**What the exercise asks:** Word for word, restate all of the records.

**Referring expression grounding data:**

-=-=-=-=-

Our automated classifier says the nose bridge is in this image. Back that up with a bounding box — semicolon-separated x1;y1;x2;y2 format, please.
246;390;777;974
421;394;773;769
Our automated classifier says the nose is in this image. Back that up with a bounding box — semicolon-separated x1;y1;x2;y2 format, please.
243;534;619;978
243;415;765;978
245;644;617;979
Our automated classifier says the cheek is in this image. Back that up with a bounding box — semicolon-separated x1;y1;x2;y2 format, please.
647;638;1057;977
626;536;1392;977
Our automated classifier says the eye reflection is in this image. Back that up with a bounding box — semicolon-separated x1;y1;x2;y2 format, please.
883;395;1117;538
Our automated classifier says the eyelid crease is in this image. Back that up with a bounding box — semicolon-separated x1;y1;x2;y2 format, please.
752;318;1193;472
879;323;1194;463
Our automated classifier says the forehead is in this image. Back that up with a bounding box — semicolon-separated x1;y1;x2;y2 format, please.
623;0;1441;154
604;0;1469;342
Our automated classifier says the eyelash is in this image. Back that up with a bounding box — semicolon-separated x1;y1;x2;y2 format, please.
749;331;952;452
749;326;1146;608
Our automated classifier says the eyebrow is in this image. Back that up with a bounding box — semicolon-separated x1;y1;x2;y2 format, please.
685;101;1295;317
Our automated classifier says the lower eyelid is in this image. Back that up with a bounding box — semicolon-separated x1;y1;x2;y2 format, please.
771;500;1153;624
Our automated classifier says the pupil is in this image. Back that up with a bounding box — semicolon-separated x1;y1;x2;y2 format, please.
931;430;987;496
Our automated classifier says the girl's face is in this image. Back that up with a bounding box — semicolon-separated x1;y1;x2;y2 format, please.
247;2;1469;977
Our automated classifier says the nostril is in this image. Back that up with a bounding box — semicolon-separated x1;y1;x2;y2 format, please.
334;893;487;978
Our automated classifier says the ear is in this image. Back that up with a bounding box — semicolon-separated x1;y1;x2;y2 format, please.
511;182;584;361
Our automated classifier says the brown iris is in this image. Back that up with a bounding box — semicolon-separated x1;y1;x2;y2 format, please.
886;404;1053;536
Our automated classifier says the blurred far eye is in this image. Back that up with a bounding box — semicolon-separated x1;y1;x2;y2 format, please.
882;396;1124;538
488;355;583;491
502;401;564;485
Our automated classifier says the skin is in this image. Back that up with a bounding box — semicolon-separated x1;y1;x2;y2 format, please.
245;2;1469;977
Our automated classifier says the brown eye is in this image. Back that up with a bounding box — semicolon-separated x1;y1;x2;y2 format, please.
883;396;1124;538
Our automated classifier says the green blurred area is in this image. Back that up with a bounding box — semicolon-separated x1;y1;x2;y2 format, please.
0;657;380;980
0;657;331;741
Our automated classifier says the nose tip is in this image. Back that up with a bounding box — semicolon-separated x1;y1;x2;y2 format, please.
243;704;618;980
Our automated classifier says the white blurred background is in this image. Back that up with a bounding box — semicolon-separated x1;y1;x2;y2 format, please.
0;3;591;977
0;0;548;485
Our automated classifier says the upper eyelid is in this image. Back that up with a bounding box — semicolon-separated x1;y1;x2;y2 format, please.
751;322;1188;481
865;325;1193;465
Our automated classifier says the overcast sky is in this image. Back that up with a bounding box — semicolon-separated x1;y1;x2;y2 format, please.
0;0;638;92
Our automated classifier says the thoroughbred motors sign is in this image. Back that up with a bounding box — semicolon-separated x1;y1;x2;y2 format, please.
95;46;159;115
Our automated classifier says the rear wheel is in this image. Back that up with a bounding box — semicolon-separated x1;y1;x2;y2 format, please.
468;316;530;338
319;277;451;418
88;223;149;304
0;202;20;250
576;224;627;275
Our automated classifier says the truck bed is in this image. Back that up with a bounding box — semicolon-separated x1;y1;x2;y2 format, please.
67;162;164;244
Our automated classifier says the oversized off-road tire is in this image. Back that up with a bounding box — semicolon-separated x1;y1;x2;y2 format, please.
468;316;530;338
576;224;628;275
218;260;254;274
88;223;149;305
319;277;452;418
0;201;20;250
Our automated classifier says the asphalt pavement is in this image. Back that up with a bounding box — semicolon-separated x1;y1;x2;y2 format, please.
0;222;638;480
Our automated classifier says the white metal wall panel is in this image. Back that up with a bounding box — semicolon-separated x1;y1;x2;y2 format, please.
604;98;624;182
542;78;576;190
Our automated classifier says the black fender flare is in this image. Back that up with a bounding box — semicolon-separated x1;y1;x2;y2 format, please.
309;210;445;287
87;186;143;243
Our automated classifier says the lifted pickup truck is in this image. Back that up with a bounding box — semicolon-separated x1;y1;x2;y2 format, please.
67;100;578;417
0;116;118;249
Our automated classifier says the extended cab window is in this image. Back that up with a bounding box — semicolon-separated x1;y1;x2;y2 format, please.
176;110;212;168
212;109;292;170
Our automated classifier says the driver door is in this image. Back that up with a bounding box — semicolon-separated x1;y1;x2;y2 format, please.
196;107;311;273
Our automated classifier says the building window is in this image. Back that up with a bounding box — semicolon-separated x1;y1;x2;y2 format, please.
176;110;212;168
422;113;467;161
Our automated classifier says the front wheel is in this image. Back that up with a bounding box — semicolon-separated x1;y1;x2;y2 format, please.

-=-=-=-=-

**Result:**
Our automated classifier says the nose bridge is in this image. Back that up with a bounding box — semicolon-separated x1;y1;x2;y2 format, please.
246;390;777;974
421;394;773;769
Our automated classifier says the nose is in this image. Back that up with a bounding box — semicolon-separated x1;y1;x2;y2 format, please.
243;534;619;978
243;415;765;978
245;644;617;979
Our automated classifier says the cheek is in this image. Back that up with a bounding box — semicolon-separated x1;y1;x2;y2 format, please.
647;638;1057;977
626;536;1392;977
Our automated classifier says the eye reflection is in this image. Back that up with a bounding box — semicolon-separated x1;y1;x2;y2 format, please.
883;395;1117;538
Our automated classifier says the eyelid crease is in this image. Back that up with a bounding box — semicolon-separated x1;y1;x2;y2 format, please.
752;318;1193;472
879;323;1194;463
Our automated classifier says the forehead is in this image. Back that up with a bounding box — semicolon-separated x1;y1;x2;y2 format, please.
623;0;1441;154
604;0;1469;342
Our automated classifier says the eyelash is in this image. Back that up with a bounding box — semicolon-separated x1;y1;x2;y2 format, please.
749;331;952;452
749;326;1146;608
Our automated classifier says the eyebrow is in this image. Back that up with a bounding box — semicolon-separated x1;y1;x2;y2 format, please.
685;101;1295;317
Our automated classifier says the lower eyelid is in this image. Back that up with a bounding box — semicolon-separated x1;y1;x2;y2 format, please.
771;500;1153;624
Our automated classifier says the pupil is in this image. Back that up with a bounding box — semicolon-separated x1;y1;x2;y2 format, please.
931;430;987;496
Our automated classifier says the girl's face is in this image. Back that up with a bounding box — semicolon-separated x1;y1;x2;y2 format, please.
247;2;1469;977
Our automated classifier says the nostril is in this image. Back that up with a bounding box — semicolon-separated x1;y1;x2;y2 format, please.
334;893;487;978
Our automated classifier says the ear is in this image. Back that up with a bounding box — semicolon-separated x1;y1;x2;y2 format, please.
511;182;584;361
Our automated classifier says the brown iris is in this image. Back that up with a bounding box — semicolon-separated x1;y1;x2;y2 format, please.
886;404;1053;536
Our automated classifier says the blurred far eye is in this image. Back that up with a bounding box — semicolon-separated x1;y1;x2;y2 format, please.
882;396;1124;538
488;355;583;491
502;401;564;485
Our automated classifier says the skin is in this image. Back that up with a bounding box — semicolon-separated x1;y1;x2;y2 format, please.
245;2;1469;977
Our automated classifier says the brown eye is in this image. Back that up with a bounding box — semicolon-separated x1;y1;x2;y2 format, please.
883;396;1124;538
Our automated classifier says the green blurred area is in this image. Back that up with a bounding box — semicolon-separated x1;y1;x2;y2 format, please.
0;657;380;980
0;657;331;741
Our automated classifier says the nose tip is in this image. Back that up with a bounding box — semicolon-separated x1;y1;x2;y2 format, please.
243;704;618;980
Our automated classifier says the white blurred background is in this image. Back that up with a bounding box — semicolon-separated x1;y1;x2;y2 format, please.
0;3;591;977
0;0;548;485
Our automated classifier says the upper eyelid is in this image. Back that up with a bounding box — semicolon-separated x1;y1;x2;y2 format, please.
751;322;1188;481
865;325;1193;465
Our automated classifier says the overcast sky is in this image. Back that up with a bounding box — semicolon-separated x1;y1;x2;y2 format, please.
0;0;638;92
Our automated classifier says the thoroughbred motors sign is in this image. Back that up with a bounding box — semicolon-separated x1;y1;x2;y2 format, please.
95;46;159;115
Our automated classifier says the rear wheel is in this image. Back that up with a bounding box — semicolon-separated x1;y1;x2;y2 format, please.
468;316;530;338
319;277;451;418
88;223;149;304
0;202;20;250
576;224;627;275
Our automated classifier says the truck bed is in this image. Back that up with a bounding box — semicolon-separated x1;y1;x2;y2 format, please.
67;162;164;244
Our automated classifier says the oversized off-road tire is in this image. Back that up with a bounding box — semicolon-separated x1;y1;x2;y2 format, please.
468;316;530;338
576;224;628;275
218;260;254;274
88;223;149;305
319;277;452;418
0;201;20;250
Our automated classifier says the asphalt pavement is in this image. Back that up with a bounding box — semicolon-separated x1;y1;x2;y2 format, please.
0;222;638;480
Our automated classifier says the white metal wall panel is in this image. Back that up with a bounding box — semicolon-separated x1;y1;x2;y2 format, please.
604;98;624;182
542;78;576;190
Our automated classifier says the black fender flare is in this image. Back that up with a bounding box — semicolon-separated x1;y1;x2;y2 format, please.
309;210;445;287
87;186;143;243
Our automated classifier says the lifted pickup truck is in this image. Back that up with a bounding box — semicolon-separated x1;y1;x2;y2 format, please.
67;100;578;417
0;116;118;249
Our automated classifier says the extended cab window is in this image. Back that up with a bounding box — semicolon-separated x1;y1;x2;y2 format, please.
176;110;212;168
212;109;292;170
Our automated classifier says the driver door is in this image. Back that up with a bounding box — semicolon-separated x1;y1;x2;y2 format, please.
196;107;311;273
Our automated classifier says the building window is in this image. Back that up with a bounding box — semicolon-separated x1;y1;x2;y2 format, please.
176;110;212;168
422;113;467;161
Our automated classifier says the front wheel is in this image. Back that up with a bounding box — semicolon-separated x1;y1;x2;y2 format, please.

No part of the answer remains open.